YOUR INSTRUCTIONS: Copy the records starting at the line containing "rice field be found?" and ending at the line containing "[108,568,355,626]", both lines included, swapping "photograph" for "photo" and leaving everything else unchanged. Omit the pictures from your answer.

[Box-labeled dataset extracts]
----------------------------------------

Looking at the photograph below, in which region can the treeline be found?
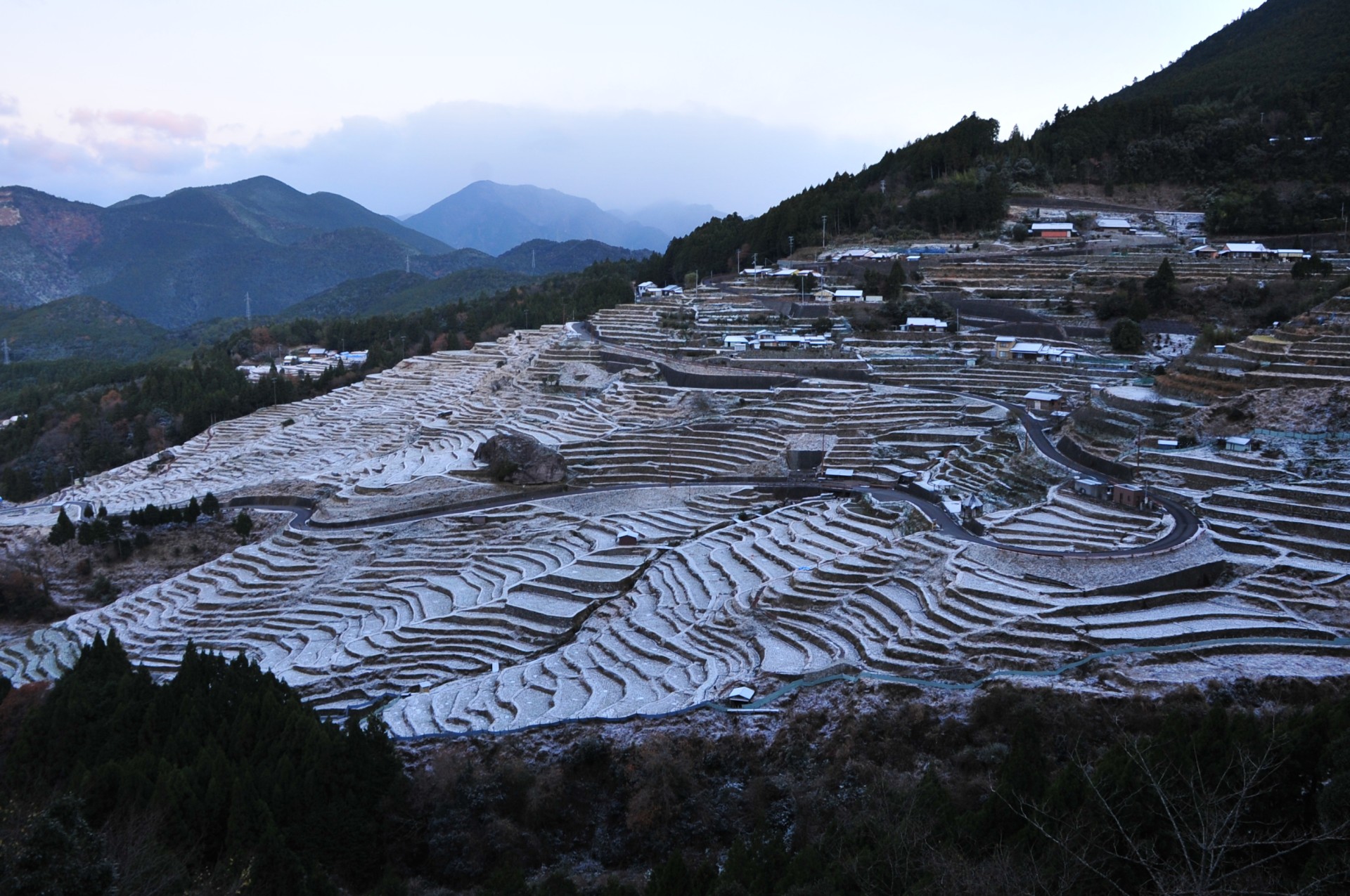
[0,647,1350,896]
[0,635,405,896]
[0,262,637,500]
[647,0,1350,272]
[1029,0,1350,233]
[641,113,1020,282]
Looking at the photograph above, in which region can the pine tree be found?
[47,507,76,548]
[235,510,252,544]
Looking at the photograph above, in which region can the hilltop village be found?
[0,200,1350,736]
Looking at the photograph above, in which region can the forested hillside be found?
[644,113,1015,280]
[0,262,637,500]
[1029,0,1350,233]
[644,0,1350,280]
[0,639,1350,896]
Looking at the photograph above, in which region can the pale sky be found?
[0,0,1257,214]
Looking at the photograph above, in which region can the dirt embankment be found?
[0,510,288,633]
[1196,386,1350,436]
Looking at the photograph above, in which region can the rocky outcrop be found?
[474,431,567,486]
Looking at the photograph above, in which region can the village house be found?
[1111,482,1143,509]
[899,317,946,333]
[1022,390,1064,413]
[1031,221,1077,240]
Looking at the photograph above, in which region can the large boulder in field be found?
[474,431,567,486]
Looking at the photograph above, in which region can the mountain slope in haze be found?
[0,296,181,362]
[279,267,539,320]
[1030,0,1350,206]
[493,240,650,277]
[0,177,449,327]
[404,181,669,255]
[279,240,650,320]
[658,0,1350,276]
[609,202,724,240]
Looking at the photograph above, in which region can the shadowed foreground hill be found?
[0,296,178,362]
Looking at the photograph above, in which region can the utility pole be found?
[1134,424,1143,481]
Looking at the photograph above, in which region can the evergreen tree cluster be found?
[0,635,404,895]
[640,113,1020,283]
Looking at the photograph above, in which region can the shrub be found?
[1111,317,1143,355]
[85,575,122,604]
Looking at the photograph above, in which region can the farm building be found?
[1022,390,1064,412]
[901,317,946,333]
[1111,482,1143,507]
[1031,221,1077,240]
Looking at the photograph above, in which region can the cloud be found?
[0,103,888,214]
[232,103,886,214]
[70,110,207,141]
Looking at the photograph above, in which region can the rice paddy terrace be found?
[0,305,1350,735]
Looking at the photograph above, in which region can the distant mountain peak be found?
[404,181,669,255]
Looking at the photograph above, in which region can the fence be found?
[1252,429,1350,441]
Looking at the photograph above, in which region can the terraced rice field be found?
[0,314,1350,735]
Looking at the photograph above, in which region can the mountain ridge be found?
[404,181,669,255]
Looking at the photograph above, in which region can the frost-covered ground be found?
[0,318,1350,734]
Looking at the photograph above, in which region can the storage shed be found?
[1022,390,1064,412]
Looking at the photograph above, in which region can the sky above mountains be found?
[0,0,1252,214]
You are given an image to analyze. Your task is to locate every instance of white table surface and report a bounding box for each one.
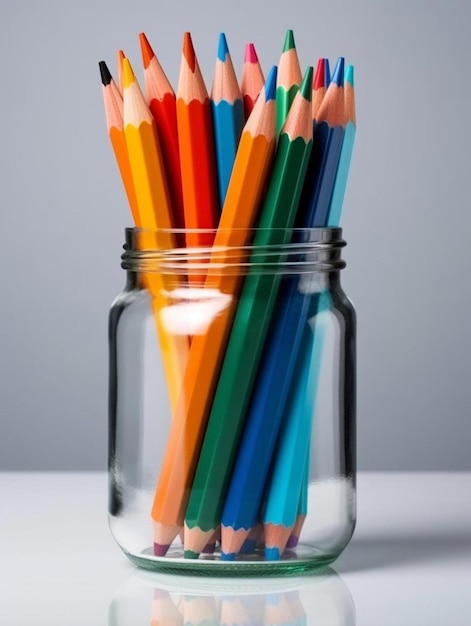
[0,473,471,626]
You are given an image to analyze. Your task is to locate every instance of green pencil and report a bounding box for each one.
[184,67,313,558]
[276,30,303,135]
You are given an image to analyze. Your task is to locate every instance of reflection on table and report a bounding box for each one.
[108,568,355,626]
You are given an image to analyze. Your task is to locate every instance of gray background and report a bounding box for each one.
[0,0,471,470]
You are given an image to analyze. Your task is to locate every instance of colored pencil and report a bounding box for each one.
[99,61,141,226]
[185,67,312,558]
[116,50,126,95]
[240,43,265,120]
[276,30,302,134]
[298,57,346,227]
[263,294,328,561]
[211,33,244,206]
[123,58,188,407]
[312,59,330,121]
[177,32,219,247]
[139,33,185,233]
[286,65,356,548]
[286,464,309,549]
[327,65,356,226]
[222,57,342,560]
[152,67,276,555]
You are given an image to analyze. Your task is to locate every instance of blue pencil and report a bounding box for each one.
[211,33,244,206]
[265,66,356,559]
[263,292,330,561]
[221,58,344,560]
[328,65,356,226]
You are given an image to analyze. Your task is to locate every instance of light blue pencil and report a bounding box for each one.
[263,292,330,561]
[327,65,356,226]
[211,33,244,206]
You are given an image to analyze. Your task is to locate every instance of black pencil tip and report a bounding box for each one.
[98,61,113,87]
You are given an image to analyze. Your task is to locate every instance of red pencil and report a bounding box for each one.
[139,33,185,233]
[177,32,219,251]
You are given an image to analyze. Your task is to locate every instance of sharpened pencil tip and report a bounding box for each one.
[183,32,196,72]
[283,29,296,52]
[123,57,135,88]
[183,550,199,559]
[139,33,155,69]
[154,543,170,556]
[345,65,355,87]
[265,548,280,561]
[98,61,113,87]
[265,65,278,102]
[324,59,330,87]
[218,33,229,63]
[312,58,326,89]
[331,57,345,87]
[299,65,314,102]
[286,535,299,549]
[244,43,258,63]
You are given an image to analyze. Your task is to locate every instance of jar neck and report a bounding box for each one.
[121,228,346,278]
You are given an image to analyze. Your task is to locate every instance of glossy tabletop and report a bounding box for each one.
[0,473,471,626]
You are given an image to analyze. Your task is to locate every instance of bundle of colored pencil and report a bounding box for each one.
[100,30,356,560]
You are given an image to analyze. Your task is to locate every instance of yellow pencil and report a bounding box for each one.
[123,58,189,409]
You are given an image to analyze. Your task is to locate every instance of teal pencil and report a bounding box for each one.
[185,67,312,558]
[263,293,329,561]
[211,33,244,206]
[276,30,302,134]
[328,65,356,226]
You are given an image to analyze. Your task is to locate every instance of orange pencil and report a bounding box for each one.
[116,50,126,95]
[139,33,185,233]
[177,32,219,246]
[152,67,276,556]
[98,61,141,226]
[123,58,189,407]
[240,43,265,119]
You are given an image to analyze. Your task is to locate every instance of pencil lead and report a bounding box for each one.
[218,33,229,62]
[265,548,280,561]
[344,65,355,87]
[299,65,314,102]
[265,65,278,101]
[331,57,345,87]
[324,59,330,87]
[154,542,170,556]
[98,61,113,87]
[183,32,196,72]
[183,550,199,559]
[312,58,326,89]
[139,33,155,69]
[244,43,258,63]
[123,57,135,88]
[283,29,296,52]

----------------------------------------

THE OUTPUT:
Looking at the photo above, in which region can the terraced rice field be found?
[0,314,1350,735]
Looking at the photo above, in which region can the mountain ridge be found?
[404,181,669,255]
Looking at the photo above, in which region can the frost-covered ground be found?
[0,318,1350,734]
Looking at the photo above, in which region can the storage shed be found?
[1022,390,1064,412]
Looking at the photo above, in which region can the sky above mountains be found?
[0,0,1252,214]
You are given an image to analyze. Your task is to locate every instance of white table surface and report a bounding box for each one.
[0,473,471,626]
You are given an image to analyze. Your task is to locate every instance of green pencil and report a bounding box for each one.
[184,67,313,558]
[276,30,303,135]
You are given an image to analyze. Your task is to locate every instance of reflection on table and report a bounding box for each one.
[108,568,355,626]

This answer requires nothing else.